Trecho da página:
━━━
Mas, buscando surfar na onda do engajamento que o assunto está rendendo, alguns perfis de alta popularidade, cujo foco passa longe de assuntos de política e relações internacionais, entraram na cobertura da guerra em tempo real, frequentemente publicando informações conflitantes, erros de tradução ou simplesmente se apropriando de conteúdos produzidos por outras pessoas e organizações.
Se, por um lado, essas iniciativas podem alcançar um público que não consome o noticiário mais tradicional e ajudam a conscientizar e informar mais pessoas sobre o conflito, por outro há preocupações sobre a qualidade da informação transmitida, frequentemente encontrada às pressas online e sem qualquer critério de verificação, que está sendo entregue para uma audiência gigantesca.
Na tarde de quinta-feira, a conta do Choquei no Twitter tuitou, em tempo real para seus 1,4 milhão
de seguidores, o discurso do presidente norte-americano Joe Biden sobre o conflito. No Instagram, a mesma conta fez mais de dez posts sobre o tema para seus 16 milhões
de seguidores. Outra conta do nicho de fofocas, a @GossipdoDia dedicou mais de 20 publicações ao tema.
No Twitter, o Choquei muitas vezes não cita fontes de informação em suas publicações e despeja dados e fatos que não têm relação com os acontecimentos, o que pode confundir leitores. (Aparentemente, após críticas, o perfil passou a citar o nome de veículos nos quais baseia seus posts)
━━━
Listagem fornecida:
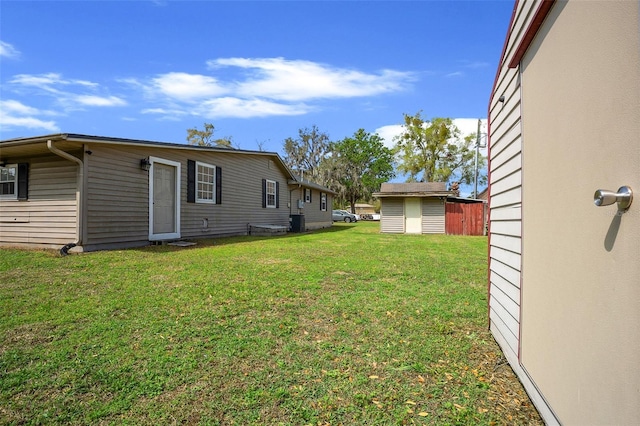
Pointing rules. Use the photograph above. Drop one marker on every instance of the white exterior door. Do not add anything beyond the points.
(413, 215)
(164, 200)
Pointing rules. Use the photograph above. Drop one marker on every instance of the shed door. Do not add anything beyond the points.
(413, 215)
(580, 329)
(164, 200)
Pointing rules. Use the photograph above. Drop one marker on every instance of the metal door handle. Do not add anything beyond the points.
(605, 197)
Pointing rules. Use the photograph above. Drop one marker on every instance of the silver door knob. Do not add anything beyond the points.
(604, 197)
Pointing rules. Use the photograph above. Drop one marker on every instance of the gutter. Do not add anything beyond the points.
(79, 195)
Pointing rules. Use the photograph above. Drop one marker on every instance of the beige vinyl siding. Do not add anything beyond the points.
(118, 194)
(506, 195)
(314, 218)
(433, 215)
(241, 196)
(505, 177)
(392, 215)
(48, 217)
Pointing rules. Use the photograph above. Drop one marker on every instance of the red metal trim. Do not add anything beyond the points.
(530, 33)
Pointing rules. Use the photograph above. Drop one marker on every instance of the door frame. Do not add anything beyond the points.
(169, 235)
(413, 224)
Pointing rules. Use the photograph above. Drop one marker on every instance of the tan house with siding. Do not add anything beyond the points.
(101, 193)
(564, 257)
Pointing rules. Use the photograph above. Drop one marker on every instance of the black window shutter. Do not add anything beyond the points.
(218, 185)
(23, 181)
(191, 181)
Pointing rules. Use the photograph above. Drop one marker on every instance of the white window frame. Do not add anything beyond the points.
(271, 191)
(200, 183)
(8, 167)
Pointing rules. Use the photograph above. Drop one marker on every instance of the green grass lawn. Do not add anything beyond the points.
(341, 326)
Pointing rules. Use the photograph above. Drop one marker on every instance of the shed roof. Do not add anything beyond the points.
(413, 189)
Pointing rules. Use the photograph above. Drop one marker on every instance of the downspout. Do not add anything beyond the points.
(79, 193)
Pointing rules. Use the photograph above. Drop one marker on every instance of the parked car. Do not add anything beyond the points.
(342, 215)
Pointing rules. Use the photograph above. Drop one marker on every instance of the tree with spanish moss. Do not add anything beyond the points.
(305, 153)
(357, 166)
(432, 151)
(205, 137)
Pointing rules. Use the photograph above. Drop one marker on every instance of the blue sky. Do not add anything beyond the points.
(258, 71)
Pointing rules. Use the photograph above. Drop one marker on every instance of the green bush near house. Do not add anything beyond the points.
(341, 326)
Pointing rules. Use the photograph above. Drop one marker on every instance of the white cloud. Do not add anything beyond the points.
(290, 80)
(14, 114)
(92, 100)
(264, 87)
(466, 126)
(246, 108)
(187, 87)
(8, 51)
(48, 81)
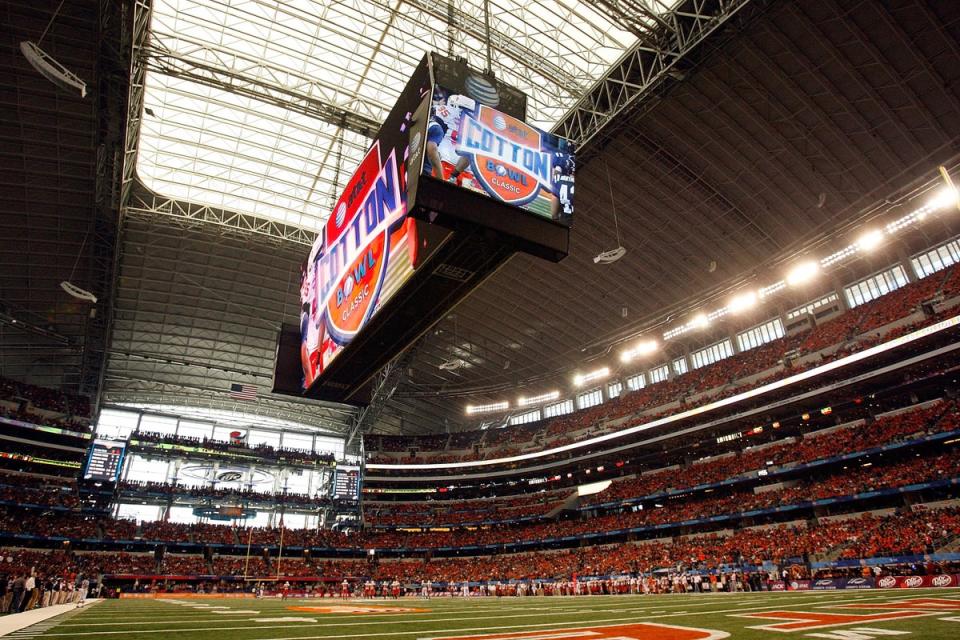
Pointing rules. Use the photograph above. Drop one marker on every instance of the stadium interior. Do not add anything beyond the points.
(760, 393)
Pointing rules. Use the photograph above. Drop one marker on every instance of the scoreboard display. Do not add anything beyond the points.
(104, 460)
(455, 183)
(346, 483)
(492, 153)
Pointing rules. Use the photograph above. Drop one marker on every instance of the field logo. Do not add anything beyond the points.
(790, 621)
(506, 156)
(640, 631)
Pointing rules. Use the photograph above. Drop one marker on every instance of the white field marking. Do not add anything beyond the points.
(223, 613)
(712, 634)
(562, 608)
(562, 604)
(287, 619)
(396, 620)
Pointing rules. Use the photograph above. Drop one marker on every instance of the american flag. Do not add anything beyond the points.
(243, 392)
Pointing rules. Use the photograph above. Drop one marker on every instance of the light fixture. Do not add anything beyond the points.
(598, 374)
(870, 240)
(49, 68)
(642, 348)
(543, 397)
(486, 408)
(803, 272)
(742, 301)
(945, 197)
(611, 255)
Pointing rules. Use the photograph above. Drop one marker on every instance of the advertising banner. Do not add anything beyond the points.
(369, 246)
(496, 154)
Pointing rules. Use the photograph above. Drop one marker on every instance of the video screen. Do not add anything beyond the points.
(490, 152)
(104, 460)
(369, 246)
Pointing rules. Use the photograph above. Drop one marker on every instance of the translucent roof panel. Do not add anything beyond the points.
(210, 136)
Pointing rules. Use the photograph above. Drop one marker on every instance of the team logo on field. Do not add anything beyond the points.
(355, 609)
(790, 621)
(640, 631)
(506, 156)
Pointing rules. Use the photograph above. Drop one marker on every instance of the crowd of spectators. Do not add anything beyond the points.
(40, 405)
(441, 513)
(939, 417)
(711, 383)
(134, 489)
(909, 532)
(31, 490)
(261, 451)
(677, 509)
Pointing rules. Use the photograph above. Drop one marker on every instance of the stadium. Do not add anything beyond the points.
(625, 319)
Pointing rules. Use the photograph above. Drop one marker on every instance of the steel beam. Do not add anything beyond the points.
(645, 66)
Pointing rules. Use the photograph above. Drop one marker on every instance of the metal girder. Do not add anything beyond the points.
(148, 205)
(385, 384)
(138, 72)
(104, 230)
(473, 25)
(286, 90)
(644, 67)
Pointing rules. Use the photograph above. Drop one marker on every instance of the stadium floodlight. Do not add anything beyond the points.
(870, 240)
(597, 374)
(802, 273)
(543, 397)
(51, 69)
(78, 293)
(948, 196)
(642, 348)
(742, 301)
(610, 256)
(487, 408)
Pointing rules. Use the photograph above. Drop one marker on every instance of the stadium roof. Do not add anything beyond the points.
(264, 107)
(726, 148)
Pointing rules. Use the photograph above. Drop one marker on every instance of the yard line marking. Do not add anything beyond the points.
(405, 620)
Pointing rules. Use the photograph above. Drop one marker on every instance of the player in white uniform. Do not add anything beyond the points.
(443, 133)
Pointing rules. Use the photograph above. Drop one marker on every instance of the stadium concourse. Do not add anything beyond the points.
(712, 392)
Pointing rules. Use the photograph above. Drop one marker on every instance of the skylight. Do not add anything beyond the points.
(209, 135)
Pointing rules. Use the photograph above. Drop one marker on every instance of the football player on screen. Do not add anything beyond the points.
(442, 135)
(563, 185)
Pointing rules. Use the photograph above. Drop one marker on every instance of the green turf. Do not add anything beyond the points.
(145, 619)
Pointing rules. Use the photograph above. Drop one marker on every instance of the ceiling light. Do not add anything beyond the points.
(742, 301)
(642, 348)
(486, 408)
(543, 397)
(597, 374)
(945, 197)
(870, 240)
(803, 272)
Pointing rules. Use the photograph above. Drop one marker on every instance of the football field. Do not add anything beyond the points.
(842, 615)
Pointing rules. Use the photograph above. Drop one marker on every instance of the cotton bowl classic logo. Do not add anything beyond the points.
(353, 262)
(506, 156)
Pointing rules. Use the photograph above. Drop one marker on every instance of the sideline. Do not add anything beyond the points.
━━━
Atividade a realizar: No trecho sobre perfis de fofoca na cobertura da guerra, quantas publicações a conta @GossipdoDia dedicou ao tema? Responda com base apenas no trecho.

Resposta da atividade: Mais de 20 publicações.